* Estratto scelto:
■ ■ ■
Se Gabriele D'Annunzio non avesse scritto "La pioggia nel pineto"...
Se fosse vissuto circa un secolo dopo...
Se avesse visto qualche film di Hayao Miyazaki...

Se, se, se...

Domande ipotetiche a parte, il film d'animazione "Il giardino delle parole" di Makoto Shinkai è una vera e propria gioia per gli occhi e per la mente. Nonostante la breve durata [46 minuti comprensivi di titoli di coda], la pellicola colpisce immediatamente per l'uso dei colori e l'animazione degli sfondi. E non crediate a quanto potreste leggere su Wikipedia o su altri siti di informazione cinematografica, perché: i veri protagonisti sono le gocce d'acqua. Gocce che cadono dal cielo, gocce che disegnano laghi, gocce che aumentano il passo seguendo il riflesso delle figure umane e delineano ogni singola foglia degli alberi. La stagione delle piogge diventa una metafora per la descrizione dell'animo umano, quasi fosse una sorta di rifugio in cui ripararsi e coltivare i propri sogni.
■ ■ ■
* Materiale grezzo:
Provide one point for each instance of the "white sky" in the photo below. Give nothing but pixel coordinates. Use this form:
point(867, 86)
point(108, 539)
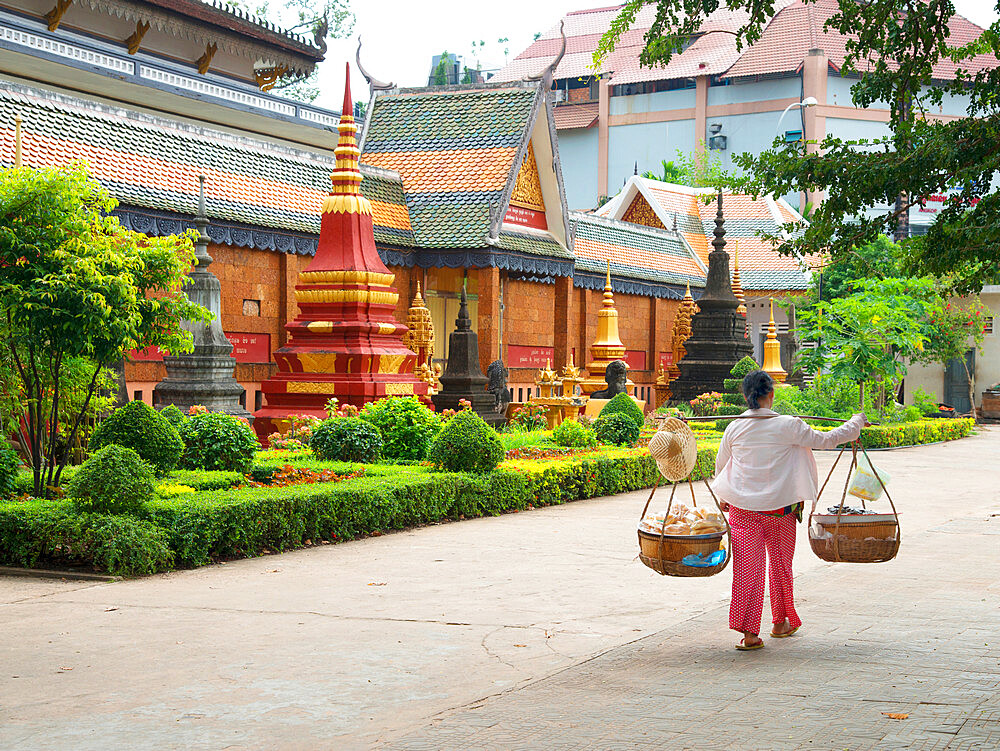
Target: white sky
point(401, 36)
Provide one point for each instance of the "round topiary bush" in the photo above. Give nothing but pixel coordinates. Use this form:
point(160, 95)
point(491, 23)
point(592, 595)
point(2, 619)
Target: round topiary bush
point(406, 425)
point(616, 429)
point(572, 433)
point(347, 439)
point(467, 444)
point(144, 430)
point(9, 464)
point(115, 480)
point(174, 416)
point(217, 441)
point(623, 404)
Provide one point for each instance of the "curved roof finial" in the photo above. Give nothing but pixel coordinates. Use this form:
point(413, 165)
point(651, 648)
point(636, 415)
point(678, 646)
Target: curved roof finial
point(373, 83)
point(547, 76)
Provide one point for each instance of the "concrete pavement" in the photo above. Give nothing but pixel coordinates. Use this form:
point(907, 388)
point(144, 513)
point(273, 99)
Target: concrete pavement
point(532, 630)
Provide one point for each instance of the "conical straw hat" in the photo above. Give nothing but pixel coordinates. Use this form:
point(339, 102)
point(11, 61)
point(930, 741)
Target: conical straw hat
point(674, 449)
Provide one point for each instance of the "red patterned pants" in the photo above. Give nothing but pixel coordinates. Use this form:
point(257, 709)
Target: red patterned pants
point(758, 540)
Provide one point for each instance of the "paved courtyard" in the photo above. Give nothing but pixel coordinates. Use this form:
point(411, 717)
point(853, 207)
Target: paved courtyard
point(537, 630)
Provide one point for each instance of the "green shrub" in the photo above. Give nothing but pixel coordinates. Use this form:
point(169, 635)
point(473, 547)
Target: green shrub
point(572, 433)
point(623, 404)
point(54, 531)
point(9, 466)
point(347, 439)
point(467, 444)
point(406, 425)
point(217, 441)
point(743, 367)
point(112, 481)
point(617, 429)
point(141, 428)
point(173, 415)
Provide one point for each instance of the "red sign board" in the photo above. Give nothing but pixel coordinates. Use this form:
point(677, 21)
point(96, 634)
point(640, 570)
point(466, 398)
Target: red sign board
point(635, 359)
point(246, 348)
point(521, 356)
point(526, 217)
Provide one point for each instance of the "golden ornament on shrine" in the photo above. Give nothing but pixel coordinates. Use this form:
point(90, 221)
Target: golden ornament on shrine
point(607, 347)
point(772, 352)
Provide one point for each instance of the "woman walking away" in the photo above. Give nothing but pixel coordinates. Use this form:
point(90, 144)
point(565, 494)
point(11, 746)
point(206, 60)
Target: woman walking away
point(764, 472)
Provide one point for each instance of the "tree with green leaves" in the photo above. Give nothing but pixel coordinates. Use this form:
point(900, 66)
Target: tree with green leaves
point(78, 290)
point(870, 335)
point(699, 170)
point(894, 48)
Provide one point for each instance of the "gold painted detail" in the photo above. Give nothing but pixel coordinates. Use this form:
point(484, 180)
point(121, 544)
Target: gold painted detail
point(320, 327)
point(640, 212)
point(318, 362)
point(398, 389)
point(269, 76)
point(346, 277)
point(307, 387)
point(346, 204)
point(772, 352)
point(345, 295)
point(527, 187)
point(390, 363)
point(133, 42)
point(54, 16)
point(205, 60)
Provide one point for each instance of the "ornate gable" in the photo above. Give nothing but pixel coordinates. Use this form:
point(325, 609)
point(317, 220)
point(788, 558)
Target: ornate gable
point(640, 212)
point(527, 207)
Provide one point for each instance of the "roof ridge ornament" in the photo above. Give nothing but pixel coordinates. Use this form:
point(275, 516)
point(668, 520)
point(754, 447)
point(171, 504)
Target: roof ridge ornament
point(547, 75)
point(373, 83)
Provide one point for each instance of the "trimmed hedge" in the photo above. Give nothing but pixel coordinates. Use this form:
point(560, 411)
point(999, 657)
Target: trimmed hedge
point(194, 529)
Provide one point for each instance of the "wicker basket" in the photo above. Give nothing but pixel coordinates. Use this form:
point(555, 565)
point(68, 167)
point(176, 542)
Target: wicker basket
point(843, 549)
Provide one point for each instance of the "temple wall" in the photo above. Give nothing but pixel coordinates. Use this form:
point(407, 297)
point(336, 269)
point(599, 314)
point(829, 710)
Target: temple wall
point(537, 321)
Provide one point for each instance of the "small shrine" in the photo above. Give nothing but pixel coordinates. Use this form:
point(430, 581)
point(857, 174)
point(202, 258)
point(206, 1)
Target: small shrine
point(419, 337)
point(205, 376)
point(345, 341)
point(463, 379)
point(772, 352)
point(607, 347)
point(717, 340)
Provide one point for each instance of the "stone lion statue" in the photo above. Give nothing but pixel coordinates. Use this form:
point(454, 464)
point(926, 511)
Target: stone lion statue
point(497, 375)
point(616, 376)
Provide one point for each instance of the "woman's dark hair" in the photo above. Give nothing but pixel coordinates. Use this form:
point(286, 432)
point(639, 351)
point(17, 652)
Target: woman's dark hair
point(756, 385)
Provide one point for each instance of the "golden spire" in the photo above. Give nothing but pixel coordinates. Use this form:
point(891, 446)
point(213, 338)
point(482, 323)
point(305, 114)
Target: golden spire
point(345, 196)
point(17, 141)
point(737, 286)
point(772, 352)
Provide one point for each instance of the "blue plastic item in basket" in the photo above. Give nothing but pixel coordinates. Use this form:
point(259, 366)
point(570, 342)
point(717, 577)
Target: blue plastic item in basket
point(696, 560)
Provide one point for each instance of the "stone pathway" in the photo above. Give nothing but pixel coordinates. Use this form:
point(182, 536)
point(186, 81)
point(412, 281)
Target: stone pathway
point(537, 630)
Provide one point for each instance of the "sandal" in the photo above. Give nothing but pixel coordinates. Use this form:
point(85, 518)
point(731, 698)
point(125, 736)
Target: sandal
point(784, 635)
point(744, 647)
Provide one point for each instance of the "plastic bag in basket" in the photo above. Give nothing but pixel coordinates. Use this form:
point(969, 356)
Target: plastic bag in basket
point(865, 484)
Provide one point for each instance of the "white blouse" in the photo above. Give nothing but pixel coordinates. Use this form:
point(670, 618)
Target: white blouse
point(767, 464)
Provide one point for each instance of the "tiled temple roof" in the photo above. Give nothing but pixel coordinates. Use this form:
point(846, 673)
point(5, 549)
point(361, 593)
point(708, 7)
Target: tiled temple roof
point(634, 251)
point(761, 268)
point(153, 163)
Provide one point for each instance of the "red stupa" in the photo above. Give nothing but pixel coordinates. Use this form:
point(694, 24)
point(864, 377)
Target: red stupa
point(345, 341)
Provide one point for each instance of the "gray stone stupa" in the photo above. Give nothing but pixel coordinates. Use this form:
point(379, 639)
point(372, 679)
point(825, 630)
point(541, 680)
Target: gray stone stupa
point(463, 379)
point(206, 375)
point(717, 340)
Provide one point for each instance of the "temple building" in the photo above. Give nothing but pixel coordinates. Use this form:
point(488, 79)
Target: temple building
point(465, 185)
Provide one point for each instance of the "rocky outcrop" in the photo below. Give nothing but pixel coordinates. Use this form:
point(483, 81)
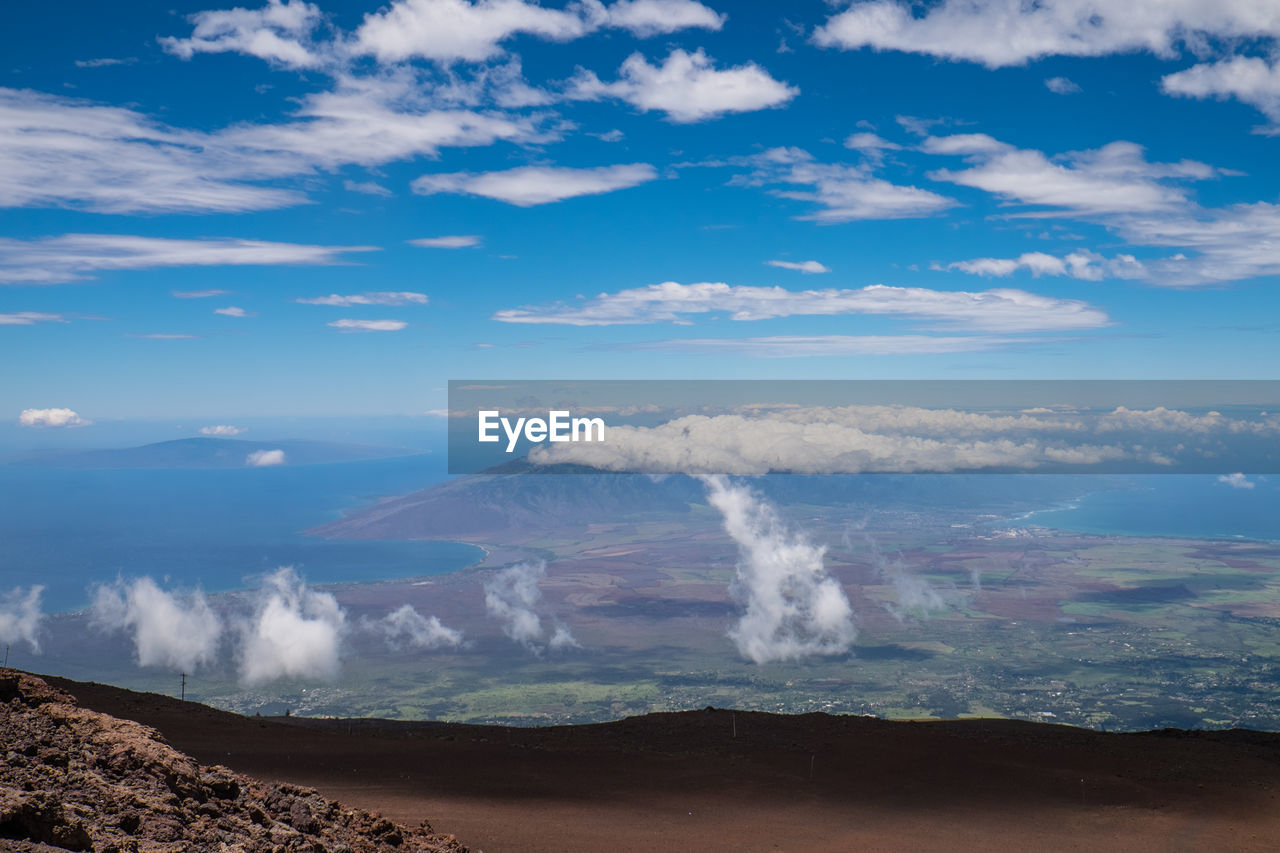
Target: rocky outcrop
■ ■ ■
* Compiti:
(a) Secondo la recensione de «Il giardino delle parole», quanto dura il film?
(b) Scriva il seguito della recensione del film «Il giardino delle parole», riprendendo dopo la sua ultima frase.

* Risposte all'esercizio:
(a) 46 minuti, titoli di coda compresi.

(b)
Okay, nel film è narrata anche la storia di un uomo di 15 anni e una ragazza di 27, e di come le loro vite si intreccino nel ritmo cadenzato dell'acqua piovana. È ovviamente una storia triste, accompagnata da melodie di pianoforte che aggiungono grammi di mestizia alla già plumbea situazione, fino al climax finale in cui alle gocce di pioggia si aggiungono anche inevitabili litri di lacrime. E sarebbe una storia banale nel suo svolgimento e nella sua scontata conclusione, se non ci fosse quella cornice di gocce che, poco per volta, inizia ad espandersi sempre di più diventando la tela stessa su cui si poggia l'intero film. E che lo salva.

Sono sicuramente tre quarti d'ora spesi meglio che dedicando la propria attenzione a polizieschi italiani o gare di vallette. E se il 2013 ha visto la nascita di questa breve pellicola, non vedo l'ora che giunga il prossimo lavoro, sperando possa essere di più ampio respiro. Fino ad allora, cercherò una pura risposta effettiva alle mie nuove domande ipotetiche...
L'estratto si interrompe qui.